▶ _Problem details_:
Please write every entry out again, exactly as it reads below.

Stored data entries:
----------

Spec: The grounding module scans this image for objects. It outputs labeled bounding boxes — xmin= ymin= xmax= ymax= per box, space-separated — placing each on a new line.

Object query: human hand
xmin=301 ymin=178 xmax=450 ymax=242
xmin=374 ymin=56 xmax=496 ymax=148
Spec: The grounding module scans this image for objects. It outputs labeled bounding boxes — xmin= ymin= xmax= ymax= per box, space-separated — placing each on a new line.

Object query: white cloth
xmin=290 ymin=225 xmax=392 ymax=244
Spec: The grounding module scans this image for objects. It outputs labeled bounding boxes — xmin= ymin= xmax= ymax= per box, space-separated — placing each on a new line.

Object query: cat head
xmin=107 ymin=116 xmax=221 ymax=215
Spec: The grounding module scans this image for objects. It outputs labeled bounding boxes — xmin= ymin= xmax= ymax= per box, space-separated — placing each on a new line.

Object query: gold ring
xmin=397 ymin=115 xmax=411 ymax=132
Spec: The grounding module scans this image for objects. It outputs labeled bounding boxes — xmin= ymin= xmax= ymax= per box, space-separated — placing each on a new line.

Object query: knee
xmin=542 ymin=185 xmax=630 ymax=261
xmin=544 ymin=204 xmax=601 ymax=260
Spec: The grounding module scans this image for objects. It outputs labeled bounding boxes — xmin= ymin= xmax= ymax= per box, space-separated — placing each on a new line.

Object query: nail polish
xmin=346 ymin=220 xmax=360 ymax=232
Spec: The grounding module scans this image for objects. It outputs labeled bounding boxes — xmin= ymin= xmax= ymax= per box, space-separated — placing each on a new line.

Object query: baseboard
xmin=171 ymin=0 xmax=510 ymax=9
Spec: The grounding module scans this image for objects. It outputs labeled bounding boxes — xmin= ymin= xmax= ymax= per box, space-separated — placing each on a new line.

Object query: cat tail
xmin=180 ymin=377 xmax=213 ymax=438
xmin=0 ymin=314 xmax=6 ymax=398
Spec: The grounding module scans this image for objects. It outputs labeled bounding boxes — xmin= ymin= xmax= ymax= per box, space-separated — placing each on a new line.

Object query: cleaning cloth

----------

▶ _Solution to the exercise_:
Spec: The grounding module scans this image for objects. It outputs labeled bounding boxes — xmin= ymin= xmax= ymax= per box, space-separated — placing each on a new line.

Object query: human hand
xmin=301 ymin=178 xmax=450 ymax=242
xmin=374 ymin=56 xmax=496 ymax=148
Spec: The grounding module scans this image for objects. It outputs labeled bounding boxes — xmin= ymin= xmax= ymax= per box, space-separated — placing each on a new line.

Object query: white cloth
xmin=290 ymin=225 xmax=392 ymax=244
Spec: The grounding module scans this image for objects. It outputs labeled bounding boxes — xmin= ymin= xmax= ymax= per box, space-separated — placing each on a new line.

Object query: cat head
xmin=107 ymin=116 xmax=221 ymax=215
Spec: The grounding module scans this image for objects. It outputs labeled bounding boxes — xmin= ymin= xmax= ymax= per box, space-separated — placing each on a new line.

Object query: gold ring
xmin=397 ymin=115 xmax=411 ymax=132
Spec: The grounding module scans this image for objects. It outputs labeled bounding boxes — xmin= ymin= xmax= ymax= per box, space-separated — placing each on a new line.

Object query: knee
xmin=542 ymin=185 xmax=630 ymax=261
xmin=544 ymin=204 xmax=601 ymax=260
Spec: The grounding module scans this image for objects. It outputs labeled bounding boxes — xmin= ymin= xmax= ymax= per box, space-separated — placing each on a new line.

Object query: nail polish
xmin=346 ymin=220 xmax=360 ymax=232
Spec: The grounding module scans this image for objects. It outputs labeled bounding boxes — xmin= ymin= xmax= ymax= per box, space-separated — placing each on a new line.

Object query: baseboard
xmin=171 ymin=0 xmax=510 ymax=9
Spec: The grounding module scans this image for objects. It outputs labeled bounding boxes — xmin= ymin= xmax= ymax= per box, space-separated — placing each on a new line.

Object query: cat tail
xmin=180 ymin=377 xmax=213 ymax=438
xmin=0 ymin=314 xmax=6 ymax=398
Spec: The grounding module scans this image for objects. It outputs labeled bounding boxes — xmin= ymin= xmax= ymax= per box, space-separated — placing each on a new line.

Object query: cleaning cloth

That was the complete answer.